[Natural language region descriptions]

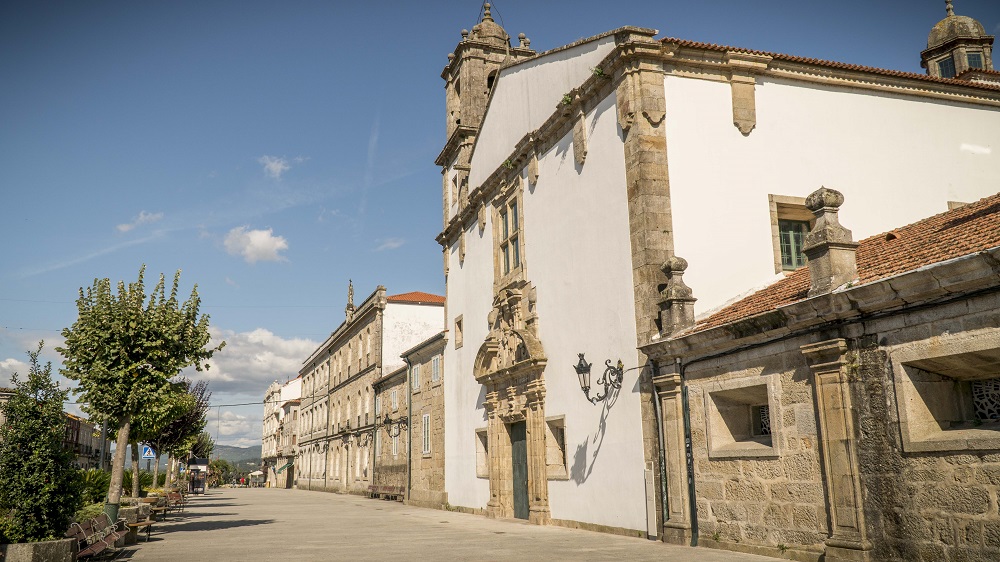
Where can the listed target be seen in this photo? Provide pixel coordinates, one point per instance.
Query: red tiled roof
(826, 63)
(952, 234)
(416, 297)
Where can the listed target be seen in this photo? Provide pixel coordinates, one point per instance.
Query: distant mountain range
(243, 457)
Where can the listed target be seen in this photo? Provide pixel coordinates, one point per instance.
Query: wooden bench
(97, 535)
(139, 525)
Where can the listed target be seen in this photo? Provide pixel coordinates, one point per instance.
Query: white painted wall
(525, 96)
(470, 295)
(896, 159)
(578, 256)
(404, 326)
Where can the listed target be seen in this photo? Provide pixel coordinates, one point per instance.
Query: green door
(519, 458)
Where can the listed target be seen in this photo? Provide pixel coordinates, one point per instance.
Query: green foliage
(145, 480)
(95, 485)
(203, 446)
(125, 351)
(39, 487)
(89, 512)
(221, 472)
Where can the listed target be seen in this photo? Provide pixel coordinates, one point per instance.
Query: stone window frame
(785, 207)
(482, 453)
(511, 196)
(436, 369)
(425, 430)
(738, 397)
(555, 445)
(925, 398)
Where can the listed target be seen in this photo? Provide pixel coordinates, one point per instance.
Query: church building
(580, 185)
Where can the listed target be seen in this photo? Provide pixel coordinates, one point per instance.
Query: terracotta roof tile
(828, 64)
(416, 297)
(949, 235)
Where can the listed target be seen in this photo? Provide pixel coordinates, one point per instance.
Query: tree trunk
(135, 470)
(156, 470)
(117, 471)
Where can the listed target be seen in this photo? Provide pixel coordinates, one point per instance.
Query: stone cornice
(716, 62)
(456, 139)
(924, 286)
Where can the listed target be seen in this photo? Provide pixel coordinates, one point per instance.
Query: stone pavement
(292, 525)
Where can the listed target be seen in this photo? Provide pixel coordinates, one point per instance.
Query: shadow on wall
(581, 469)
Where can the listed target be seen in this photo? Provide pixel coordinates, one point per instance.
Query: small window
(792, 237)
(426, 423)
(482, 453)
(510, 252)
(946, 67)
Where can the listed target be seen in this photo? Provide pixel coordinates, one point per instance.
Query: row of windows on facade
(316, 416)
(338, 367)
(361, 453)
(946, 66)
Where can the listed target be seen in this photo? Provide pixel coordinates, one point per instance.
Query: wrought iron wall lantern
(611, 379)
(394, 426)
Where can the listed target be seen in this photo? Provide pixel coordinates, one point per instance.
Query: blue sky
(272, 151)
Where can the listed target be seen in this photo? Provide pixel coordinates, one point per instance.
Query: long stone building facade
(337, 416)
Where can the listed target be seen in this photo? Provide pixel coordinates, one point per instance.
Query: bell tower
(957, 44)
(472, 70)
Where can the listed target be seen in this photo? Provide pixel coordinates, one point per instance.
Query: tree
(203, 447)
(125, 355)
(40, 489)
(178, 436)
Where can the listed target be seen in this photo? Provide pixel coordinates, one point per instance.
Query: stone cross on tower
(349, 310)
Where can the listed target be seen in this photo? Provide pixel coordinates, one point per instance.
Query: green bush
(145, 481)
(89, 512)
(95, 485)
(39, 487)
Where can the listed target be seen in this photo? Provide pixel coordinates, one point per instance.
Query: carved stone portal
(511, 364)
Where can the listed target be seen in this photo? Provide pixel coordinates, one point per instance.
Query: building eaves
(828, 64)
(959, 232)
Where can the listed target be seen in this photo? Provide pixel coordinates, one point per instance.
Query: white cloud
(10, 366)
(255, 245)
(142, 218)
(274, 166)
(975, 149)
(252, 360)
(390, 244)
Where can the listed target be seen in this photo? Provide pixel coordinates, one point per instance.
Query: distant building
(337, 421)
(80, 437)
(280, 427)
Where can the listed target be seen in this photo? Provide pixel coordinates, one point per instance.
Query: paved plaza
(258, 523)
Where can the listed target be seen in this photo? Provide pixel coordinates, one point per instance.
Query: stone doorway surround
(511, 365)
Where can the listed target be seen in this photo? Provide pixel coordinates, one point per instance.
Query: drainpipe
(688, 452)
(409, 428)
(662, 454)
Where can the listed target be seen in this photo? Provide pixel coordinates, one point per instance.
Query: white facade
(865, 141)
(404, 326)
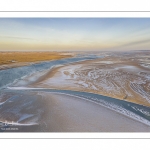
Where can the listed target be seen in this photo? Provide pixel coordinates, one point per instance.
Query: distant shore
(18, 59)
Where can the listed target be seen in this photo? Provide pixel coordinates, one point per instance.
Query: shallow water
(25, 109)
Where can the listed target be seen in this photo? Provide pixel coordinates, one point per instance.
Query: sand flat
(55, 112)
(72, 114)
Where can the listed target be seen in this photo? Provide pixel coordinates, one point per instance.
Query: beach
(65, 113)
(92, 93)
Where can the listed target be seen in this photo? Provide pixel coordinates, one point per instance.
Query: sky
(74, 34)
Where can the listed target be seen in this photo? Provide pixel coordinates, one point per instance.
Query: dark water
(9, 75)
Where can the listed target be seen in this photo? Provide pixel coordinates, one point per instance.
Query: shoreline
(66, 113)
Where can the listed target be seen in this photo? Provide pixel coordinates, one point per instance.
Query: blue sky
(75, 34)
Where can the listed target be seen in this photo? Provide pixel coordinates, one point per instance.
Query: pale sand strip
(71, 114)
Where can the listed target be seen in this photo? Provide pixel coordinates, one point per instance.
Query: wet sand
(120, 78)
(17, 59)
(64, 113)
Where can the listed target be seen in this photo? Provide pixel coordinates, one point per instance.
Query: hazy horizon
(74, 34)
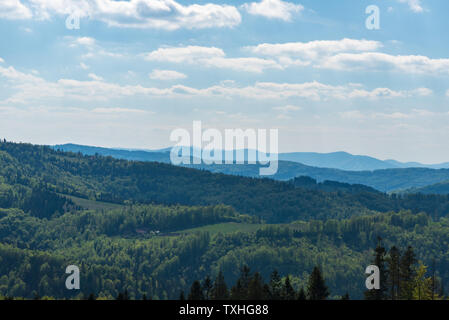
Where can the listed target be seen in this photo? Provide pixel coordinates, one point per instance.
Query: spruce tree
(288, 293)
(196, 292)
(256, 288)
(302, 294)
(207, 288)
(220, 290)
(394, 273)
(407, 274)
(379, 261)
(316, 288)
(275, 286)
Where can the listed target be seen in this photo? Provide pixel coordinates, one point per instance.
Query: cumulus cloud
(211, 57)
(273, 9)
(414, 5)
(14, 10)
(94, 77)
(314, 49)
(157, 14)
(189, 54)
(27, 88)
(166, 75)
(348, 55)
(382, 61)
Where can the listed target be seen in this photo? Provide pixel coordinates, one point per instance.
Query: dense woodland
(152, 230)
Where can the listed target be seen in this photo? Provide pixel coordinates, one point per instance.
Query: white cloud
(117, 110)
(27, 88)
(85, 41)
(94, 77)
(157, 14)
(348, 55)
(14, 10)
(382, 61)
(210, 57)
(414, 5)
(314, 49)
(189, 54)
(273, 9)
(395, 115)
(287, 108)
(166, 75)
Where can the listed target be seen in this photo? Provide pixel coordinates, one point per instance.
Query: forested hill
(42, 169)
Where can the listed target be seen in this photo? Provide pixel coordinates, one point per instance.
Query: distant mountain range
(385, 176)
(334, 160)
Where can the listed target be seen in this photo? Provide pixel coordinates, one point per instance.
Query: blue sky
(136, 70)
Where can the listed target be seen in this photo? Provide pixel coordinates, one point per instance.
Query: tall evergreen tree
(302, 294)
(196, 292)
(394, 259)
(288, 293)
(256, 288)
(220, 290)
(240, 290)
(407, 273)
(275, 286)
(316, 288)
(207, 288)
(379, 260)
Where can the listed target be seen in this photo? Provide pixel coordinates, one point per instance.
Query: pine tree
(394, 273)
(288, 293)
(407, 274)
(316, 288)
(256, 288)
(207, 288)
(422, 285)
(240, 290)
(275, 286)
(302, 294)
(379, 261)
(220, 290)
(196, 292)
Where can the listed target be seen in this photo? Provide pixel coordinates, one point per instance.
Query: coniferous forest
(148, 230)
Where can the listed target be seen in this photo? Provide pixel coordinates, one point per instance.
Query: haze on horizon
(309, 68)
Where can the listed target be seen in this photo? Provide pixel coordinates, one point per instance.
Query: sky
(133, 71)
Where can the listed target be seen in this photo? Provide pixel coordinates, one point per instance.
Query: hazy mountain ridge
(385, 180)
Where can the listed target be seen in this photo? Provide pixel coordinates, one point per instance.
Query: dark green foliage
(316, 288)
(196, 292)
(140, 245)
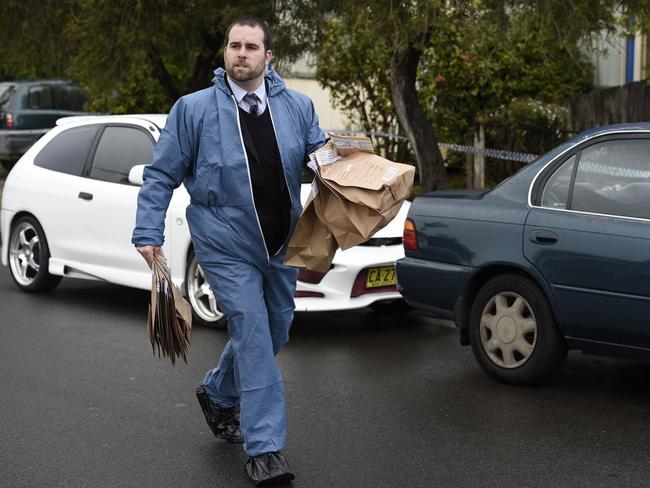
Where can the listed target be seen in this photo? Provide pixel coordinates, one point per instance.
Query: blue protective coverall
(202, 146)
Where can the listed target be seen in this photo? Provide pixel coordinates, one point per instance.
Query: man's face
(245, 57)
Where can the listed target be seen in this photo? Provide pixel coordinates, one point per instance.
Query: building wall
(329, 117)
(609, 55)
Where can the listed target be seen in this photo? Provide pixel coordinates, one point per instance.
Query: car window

TASK PROMPT: Write out exactly the lines of the entries above that run from the line containing "Query: blue protective coverall" through the last line, including both.

EXERCISE SOLUTION:
Query: blue protective coverall
(202, 146)
Where can the listed target be seen in this photo? Provide pixel coordinates, one point per instance.
Query: man's face
(245, 57)
Where can the listed target be seen in this photo? Provide pixel coordinates, one point per instance.
Query: building wall
(329, 117)
(609, 55)
Where can the listed target be seen in this photo? Provide pixel coordinates, one point per instance.
Query: car window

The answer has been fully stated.